▶ [Work request]
Only one number is wanted: the count of lines in the records below that hold the word "stemmed".

▶ [Supplied data]
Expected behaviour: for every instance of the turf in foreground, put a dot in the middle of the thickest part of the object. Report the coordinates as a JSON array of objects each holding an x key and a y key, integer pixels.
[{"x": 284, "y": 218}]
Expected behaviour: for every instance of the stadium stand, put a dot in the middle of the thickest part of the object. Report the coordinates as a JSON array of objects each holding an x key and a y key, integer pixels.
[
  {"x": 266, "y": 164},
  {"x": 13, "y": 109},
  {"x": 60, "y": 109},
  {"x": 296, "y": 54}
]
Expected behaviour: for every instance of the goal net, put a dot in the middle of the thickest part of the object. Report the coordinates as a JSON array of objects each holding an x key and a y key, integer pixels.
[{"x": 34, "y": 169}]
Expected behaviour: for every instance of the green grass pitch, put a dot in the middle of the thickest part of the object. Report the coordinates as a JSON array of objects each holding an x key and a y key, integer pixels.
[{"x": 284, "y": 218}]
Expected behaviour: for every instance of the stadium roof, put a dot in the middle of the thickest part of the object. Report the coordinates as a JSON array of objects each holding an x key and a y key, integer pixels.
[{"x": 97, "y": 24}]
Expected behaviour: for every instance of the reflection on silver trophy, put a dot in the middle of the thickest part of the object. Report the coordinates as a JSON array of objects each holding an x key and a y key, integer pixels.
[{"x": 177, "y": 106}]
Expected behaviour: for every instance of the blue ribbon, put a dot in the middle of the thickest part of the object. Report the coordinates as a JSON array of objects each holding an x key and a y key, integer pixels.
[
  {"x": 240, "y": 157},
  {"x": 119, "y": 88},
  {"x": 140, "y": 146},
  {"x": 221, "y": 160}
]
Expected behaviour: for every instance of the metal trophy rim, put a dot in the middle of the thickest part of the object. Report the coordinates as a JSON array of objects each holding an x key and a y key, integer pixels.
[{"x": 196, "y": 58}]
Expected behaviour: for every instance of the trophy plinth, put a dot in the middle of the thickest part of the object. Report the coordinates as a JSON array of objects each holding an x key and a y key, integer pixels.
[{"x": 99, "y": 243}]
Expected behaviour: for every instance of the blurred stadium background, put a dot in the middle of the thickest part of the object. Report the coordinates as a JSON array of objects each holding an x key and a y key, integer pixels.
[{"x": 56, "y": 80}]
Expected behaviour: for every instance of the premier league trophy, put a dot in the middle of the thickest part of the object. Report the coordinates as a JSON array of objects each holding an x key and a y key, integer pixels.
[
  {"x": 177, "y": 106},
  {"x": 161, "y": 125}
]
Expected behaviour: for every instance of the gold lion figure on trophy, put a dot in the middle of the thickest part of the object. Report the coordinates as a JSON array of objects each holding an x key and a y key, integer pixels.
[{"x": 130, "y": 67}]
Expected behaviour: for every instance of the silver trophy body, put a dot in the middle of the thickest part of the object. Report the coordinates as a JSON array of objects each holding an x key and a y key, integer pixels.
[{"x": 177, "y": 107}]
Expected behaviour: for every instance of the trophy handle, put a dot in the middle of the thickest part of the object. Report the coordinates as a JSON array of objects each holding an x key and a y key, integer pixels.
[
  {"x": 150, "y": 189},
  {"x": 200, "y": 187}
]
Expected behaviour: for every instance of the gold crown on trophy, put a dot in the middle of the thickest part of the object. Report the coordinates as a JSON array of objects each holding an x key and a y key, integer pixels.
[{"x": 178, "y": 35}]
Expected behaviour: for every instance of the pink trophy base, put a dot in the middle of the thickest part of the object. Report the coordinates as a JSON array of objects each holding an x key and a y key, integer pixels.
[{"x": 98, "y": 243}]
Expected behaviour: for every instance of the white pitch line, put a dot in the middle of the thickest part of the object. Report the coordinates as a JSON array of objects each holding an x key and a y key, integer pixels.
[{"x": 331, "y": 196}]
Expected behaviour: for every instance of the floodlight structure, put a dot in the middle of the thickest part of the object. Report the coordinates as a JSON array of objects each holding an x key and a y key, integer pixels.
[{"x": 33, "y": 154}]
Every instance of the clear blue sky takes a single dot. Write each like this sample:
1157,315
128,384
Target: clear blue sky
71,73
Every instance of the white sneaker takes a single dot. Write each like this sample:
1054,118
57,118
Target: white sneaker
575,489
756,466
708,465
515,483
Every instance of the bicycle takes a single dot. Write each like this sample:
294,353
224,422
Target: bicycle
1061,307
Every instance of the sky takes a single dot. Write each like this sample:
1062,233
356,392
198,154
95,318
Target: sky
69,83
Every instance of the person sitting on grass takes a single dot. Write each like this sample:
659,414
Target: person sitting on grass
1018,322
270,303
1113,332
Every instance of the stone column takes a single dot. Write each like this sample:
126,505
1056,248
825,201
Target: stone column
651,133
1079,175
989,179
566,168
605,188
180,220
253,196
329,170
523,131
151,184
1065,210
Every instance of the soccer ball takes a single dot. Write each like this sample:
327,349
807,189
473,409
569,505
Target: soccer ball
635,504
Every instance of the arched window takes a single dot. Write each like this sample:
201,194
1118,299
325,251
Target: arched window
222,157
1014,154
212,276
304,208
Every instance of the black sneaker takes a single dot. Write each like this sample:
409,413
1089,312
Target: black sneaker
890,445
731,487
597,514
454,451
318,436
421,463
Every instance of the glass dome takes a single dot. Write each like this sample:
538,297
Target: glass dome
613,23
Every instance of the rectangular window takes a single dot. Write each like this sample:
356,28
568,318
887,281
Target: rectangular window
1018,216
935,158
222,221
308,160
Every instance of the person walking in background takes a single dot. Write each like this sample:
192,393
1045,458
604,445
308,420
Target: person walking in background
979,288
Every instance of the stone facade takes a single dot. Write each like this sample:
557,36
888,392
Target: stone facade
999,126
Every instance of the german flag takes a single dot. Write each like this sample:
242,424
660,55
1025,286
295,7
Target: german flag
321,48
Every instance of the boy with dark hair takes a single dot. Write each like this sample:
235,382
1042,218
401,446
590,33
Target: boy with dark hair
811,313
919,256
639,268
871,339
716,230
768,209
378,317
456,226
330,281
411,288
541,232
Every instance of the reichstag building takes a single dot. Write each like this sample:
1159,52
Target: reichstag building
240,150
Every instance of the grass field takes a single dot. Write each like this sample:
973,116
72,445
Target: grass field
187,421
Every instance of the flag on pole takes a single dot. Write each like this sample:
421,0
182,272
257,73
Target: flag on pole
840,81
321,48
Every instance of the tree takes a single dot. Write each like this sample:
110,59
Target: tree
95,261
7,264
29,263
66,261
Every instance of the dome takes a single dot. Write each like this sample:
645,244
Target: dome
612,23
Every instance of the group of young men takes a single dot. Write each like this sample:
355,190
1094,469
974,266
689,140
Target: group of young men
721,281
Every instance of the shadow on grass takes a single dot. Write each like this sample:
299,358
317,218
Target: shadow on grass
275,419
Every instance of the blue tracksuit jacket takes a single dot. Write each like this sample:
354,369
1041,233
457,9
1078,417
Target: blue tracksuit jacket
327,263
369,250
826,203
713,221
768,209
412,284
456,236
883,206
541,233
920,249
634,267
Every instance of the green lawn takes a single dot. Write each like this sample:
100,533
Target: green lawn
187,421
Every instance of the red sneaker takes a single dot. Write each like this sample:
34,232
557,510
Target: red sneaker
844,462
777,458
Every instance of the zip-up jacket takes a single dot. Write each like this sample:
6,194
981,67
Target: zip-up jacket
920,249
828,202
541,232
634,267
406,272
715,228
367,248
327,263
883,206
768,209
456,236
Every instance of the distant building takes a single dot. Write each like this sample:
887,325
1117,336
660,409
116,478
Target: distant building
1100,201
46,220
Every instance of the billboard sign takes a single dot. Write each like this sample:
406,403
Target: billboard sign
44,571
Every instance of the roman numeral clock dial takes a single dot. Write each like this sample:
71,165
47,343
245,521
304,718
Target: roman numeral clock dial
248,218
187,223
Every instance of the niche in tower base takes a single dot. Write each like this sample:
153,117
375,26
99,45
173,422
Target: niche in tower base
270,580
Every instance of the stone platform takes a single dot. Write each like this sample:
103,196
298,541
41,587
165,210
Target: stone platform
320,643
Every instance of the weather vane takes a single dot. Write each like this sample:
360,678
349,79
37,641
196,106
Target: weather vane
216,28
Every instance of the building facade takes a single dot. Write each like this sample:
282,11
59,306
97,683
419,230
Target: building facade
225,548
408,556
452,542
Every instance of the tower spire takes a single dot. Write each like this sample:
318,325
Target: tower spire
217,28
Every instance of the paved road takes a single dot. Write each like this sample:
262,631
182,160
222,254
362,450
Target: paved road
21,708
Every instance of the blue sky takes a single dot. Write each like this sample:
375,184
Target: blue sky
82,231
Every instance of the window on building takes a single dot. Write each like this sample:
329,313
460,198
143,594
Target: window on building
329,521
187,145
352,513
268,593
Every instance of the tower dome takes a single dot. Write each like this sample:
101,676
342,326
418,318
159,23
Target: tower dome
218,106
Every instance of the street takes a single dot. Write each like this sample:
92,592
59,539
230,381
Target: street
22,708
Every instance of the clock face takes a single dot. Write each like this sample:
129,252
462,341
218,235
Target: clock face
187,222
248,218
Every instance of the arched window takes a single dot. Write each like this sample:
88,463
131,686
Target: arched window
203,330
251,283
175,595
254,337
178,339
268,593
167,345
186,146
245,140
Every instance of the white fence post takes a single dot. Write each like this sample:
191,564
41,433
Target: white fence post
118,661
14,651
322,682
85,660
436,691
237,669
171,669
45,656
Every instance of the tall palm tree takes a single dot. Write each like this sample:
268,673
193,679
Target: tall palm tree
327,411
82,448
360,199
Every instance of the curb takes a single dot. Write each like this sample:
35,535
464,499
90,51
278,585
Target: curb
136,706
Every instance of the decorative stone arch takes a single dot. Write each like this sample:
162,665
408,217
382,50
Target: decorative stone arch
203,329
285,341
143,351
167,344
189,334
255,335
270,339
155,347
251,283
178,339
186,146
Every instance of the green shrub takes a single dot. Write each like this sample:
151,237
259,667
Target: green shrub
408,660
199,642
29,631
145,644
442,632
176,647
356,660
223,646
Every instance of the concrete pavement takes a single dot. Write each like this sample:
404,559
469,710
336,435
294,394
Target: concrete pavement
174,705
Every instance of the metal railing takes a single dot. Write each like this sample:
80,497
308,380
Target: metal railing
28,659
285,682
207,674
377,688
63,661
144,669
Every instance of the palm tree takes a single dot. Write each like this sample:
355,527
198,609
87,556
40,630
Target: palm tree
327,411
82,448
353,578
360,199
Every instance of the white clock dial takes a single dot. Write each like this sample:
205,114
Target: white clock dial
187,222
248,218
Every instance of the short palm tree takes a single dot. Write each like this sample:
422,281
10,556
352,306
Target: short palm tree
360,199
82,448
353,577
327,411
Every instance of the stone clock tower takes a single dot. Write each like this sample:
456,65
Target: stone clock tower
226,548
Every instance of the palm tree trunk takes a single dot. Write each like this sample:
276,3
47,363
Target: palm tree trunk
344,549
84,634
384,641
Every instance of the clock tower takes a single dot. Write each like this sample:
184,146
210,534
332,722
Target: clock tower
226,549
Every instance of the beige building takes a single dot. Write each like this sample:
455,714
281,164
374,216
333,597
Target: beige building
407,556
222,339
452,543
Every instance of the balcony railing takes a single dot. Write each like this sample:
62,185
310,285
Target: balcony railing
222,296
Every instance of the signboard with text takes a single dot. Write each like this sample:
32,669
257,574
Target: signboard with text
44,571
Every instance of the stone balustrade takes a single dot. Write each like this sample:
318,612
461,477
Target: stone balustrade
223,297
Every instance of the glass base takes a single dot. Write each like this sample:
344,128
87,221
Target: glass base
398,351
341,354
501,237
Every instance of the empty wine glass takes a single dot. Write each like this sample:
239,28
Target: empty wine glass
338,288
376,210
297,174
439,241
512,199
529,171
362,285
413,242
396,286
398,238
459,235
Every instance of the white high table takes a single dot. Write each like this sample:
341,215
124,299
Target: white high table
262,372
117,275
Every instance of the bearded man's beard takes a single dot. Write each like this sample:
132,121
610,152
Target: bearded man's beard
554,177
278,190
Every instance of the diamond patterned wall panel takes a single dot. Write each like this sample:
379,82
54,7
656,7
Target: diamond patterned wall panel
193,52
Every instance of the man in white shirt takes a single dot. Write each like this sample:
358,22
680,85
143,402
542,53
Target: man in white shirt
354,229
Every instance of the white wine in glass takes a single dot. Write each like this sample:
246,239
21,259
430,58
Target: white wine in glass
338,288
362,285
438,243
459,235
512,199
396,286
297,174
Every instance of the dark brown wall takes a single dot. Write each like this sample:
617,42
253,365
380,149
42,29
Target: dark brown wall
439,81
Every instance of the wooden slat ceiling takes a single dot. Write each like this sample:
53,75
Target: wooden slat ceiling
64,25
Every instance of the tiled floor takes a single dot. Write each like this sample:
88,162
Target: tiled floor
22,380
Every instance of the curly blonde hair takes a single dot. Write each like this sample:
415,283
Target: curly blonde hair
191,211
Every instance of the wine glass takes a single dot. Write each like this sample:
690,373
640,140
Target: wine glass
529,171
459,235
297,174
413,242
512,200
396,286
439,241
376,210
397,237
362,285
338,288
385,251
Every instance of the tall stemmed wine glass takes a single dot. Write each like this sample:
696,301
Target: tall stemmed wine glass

▶ [Finished exercise]
2